**Exercise**
If an entry holds a picture, leave the picture out and output everything else exactly.

**Supplied entries**

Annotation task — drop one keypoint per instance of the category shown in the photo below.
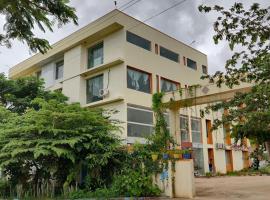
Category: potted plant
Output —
(154, 156)
(187, 154)
(165, 155)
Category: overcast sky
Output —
(183, 22)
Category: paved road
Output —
(233, 188)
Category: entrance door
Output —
(211, 160)
(245, 159)
(229, 161)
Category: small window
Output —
(168, 85)
(204, 69)
(140, 121)
(184, 128)
(139, 80)
(169, 54)
(38, 74)
(157, 83)
(94, 85)
(156, 48)
(139, 41)
(196, 130)
(59, 67)
(191, 64)
(95, 55)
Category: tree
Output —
(22, 16)
(16, 95)
(45, 149)
(249, 31)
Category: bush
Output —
(133, 183)
(4, 188)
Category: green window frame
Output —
(96, 55)
(138, 41)
(94, 85)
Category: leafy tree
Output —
(45, 149)
(16, 95)
(22, 16)
(248, 35)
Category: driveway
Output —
(241, 187)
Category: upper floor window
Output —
(204, 69)
(138, 80)
(94, 85)
(196, 130)
(191, 64)
(95, 55)
(139, 41)
(139, 121)
(169, 54)
(168, 85)
(59, 69)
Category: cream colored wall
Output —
(237, 160)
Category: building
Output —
(118, 62)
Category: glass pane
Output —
(94, 85)
(138, 81)
(169, 54)
(195, 125)
(95, 55)
(139, 116)
(139, 41)
(168, 86)
(196, 137)
(191, 64)
(204, 69)
(184, 123)
(137, 130)
(198, 160)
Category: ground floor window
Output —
(94, 85)
(139, 121)
(184, 128)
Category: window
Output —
(196, 130)
(156, 48)
(191, 64)
(94, 85)
(139, 41)
(168, 85)
(139, 80)
(184, 128)
(59, 67)
(140, 121)
(169, 54)
(95, 55)
(204, 69)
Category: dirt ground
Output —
(231, 188)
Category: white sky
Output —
(183, 22)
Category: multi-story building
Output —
(118, 62)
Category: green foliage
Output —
(22, 16)
(51, 143)
(247, 30)
(16, 95)
(134, 183)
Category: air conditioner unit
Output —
(103, 92)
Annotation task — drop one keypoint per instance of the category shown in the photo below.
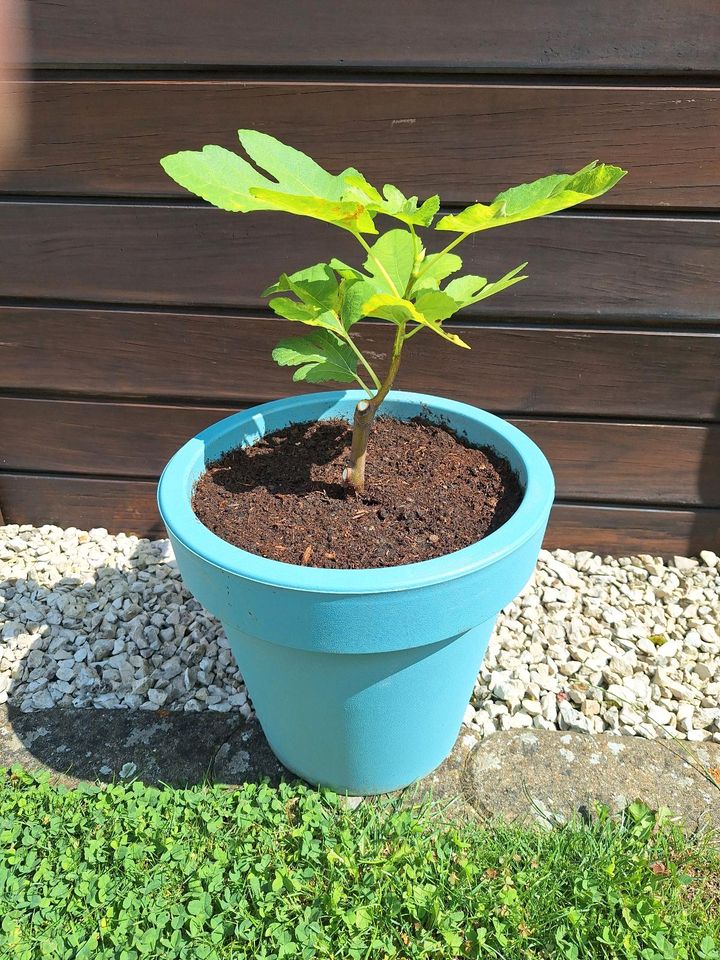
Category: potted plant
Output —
(360, 676)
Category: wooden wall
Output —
(129, 314)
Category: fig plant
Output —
(401, 282)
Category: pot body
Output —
(360, 679)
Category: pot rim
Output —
(184, 526)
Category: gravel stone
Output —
(593, 644)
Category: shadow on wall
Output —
(132, 638)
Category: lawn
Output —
(129, 872)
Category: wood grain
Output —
(602, 266)
(225, 360)
(592, 460)
(655, 36)
(464, 141)
(129, 506)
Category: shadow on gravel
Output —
(44, 637)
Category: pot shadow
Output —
(42, 628)
(282, 462)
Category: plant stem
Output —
(365, 411)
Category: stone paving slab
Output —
(540, 775)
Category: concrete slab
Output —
(538, 775)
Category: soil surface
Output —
(428, 492)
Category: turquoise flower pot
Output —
(360, 678)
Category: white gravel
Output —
(593, 644)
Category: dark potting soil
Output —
(427, 492)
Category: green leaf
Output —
(397, 205)
(436, 305)
(509, 280)
(304, 313)
(395, 250)
(398, 310)
(463, 289)
(320, 356)
(355, 296)
(348, 215)
(436, 268)
(300, 185)
(218, 176)
(315, 286)
(292, 310)
(528, 200)
(345, 271)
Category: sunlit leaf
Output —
(528, 200)
(319, 357)
(398, 310)
(355, 296)
(397, 205)
(436, 268)
(463, 289)
(304, 313)
(436, 305)
(314, 285)
(296, 183)
(395, 250)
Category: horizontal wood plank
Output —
(129, 506)
(669, 36)
(592, 460)
(602, 265)
(225, 360)
(466, 142)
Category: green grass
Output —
(129, 872)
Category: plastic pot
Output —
(360, 678)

**Solution to the problem**
Annotation task — drop one keypoint per instance of the category shown in the photo below.
Category: potted plant
Output —
(154, 156)
(187, 154)
(165, 155)
Category: overcast sky
Output —
(183, 22)
Category: paved road
Output —
(233, 188)
Category: entrance door
Output —
(211, 160)
(245, 159)
(229, 161)
Category: small window
Output —
(168, 85)
(204, 69)
(140, 121)
(184, 128)
(139, 80)
(169, 54)
(38, 74)
(157, 83)
(94, 85)
(156, 48)
(139, 41)
(196, 130)
(59, 67)
(191, 64)
(95, 55)
Category: tree
Output —
(22, 16)
(16, 95)
(45, 149)
(249, 31)
Category: bush
Output —
(133, 183)
(4, 188)
Category: green window frame
Output —
(96, 55)
(138, 41)
(94, 85)
Category: leafy tree
Output —
(45, 149)
(16, 95)
(22, 16)
(248, 35)
Category: driveway
Output —
(241, 187)
Category: upper floor window
Output —
(204, 69)
(138, 80)
(94, 85)
(196, 130)
(191, 64)
(95, 55)
(139, 41)
(139, 121)
(169, 54)
(168, 85)
(59, 69)
Category: cream colored wall
Output —
(237, 160)
Category: building
Output —
(118, 62)
Category: glass pane
Output —
(94, 85)
(138, 81)
(169, 54)
(195, 125)
(95, 55)
(139, 116)
(139, 41)
(168, 86)
(196, 137)
(191, 64)
(204, 69)
(184, 123)
(137, 130)
(198, 160)
Category: ground floor window
Output —
(94, 85)
(139, 121)
(184, 128)
Category: window
Output —
(196, 130)
(156, 48)
(191, 64)
(94, 85)
(139, 41)
(168, 85)
(139, 80)
(184, 128)
(59, 67)
(140, 121)
(169, 54)
(95, 55)
(204, 69)
Category: dirt ground
Output —
(231, 188)
Category: white sky
Output —
(183, 22)
Category: multi-story building
Output —
(118, 62)
Category: green foliage
Output —
(22, 16)
(51, 143)
(247, 30)
(16, 95)
(134, 183)
Category: air conditioner unit
Output —
(103, 92)
Annotation task — drop one keypoint per instance of the category shown in the photo below.
Category: potted plant
Output —
(360, 676)
Category: wooden wall
Output —
(129, 314)
Category: fig plant
Output —
(401, 282)
Category: pot body
Output —
(360, 679)
Category: pot rim
Output —
(184, 526)
Category: gravel stone
Output —
(593, 644)
Category: shadow on wall
Output —
(132, 638)
Category: lawn
Output —
(129, 872)
Category: wood grain
Output —
(602, 266)
(225, 360)
(592, 460)
(655, 36)
(464, 141)
(129, 506)
Category: shadow on gravel
Output —
(44, 637)
Category: pot shadow
Output —
(42, 628)
(282, 462)
Category: plant stem
Output —
(365, 411)
Category: stone paving slab
Output —
(540, 775)
Category: concrete slab
Output —
(538, 775)
Category: soil surface
Output —
(428, 492)
Category: turquoise flower pot
Output —
(360, 678)
Category: white gravel
Output —
(593, 644)
Category: dark potting soil
Output —
(427, 492)
Category: green leaf
Output —
(397, 205)
(436, 305)
(509, 280)
(304, 313)
(395, 250)
(398, 310)
(463, 289)
(320, 356)
(355, 296)
(348, 215)
(436, 268)
(300, 185)
(218, 176)
(315, 286)
(292, 310)
(528, 200)
(345, 271)
Category: sunlit leaf
Output —
(528, 200)
(319, 357)
(398, 310)
(355, 296)
(397, 205)
(436, 268)
(463, 289)
(304, 313)
(436, 305)
(314, 285)
(296, 183)
(395, 250)
Category: horizontal wood plank
Output —
(129, 506)
(669, 36)
(592, 460)
(602, 265)
(225, 360)
(466, 142)
Category: green grass
Output —
(129, 872)
Category: plastic pot
Output —
(360, 678)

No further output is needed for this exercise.